TASK GOAL - Return each record unchanged and drop the images.

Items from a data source
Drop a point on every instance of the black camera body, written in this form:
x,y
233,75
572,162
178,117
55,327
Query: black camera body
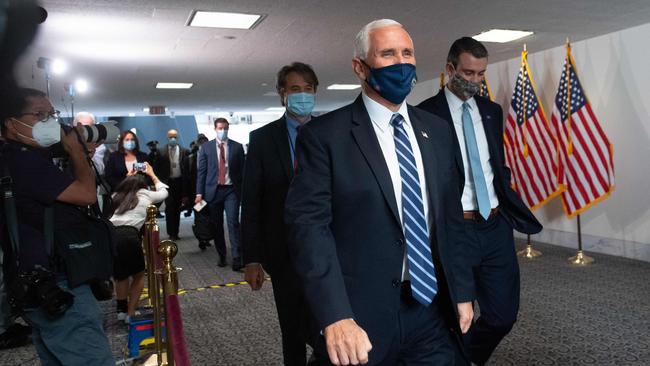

RESULT OF THIS TASK -
Drop a point on every instance of the black camera body, written in this form:
x,y
233,75
572,162
178,117
55,327
Query: black camera body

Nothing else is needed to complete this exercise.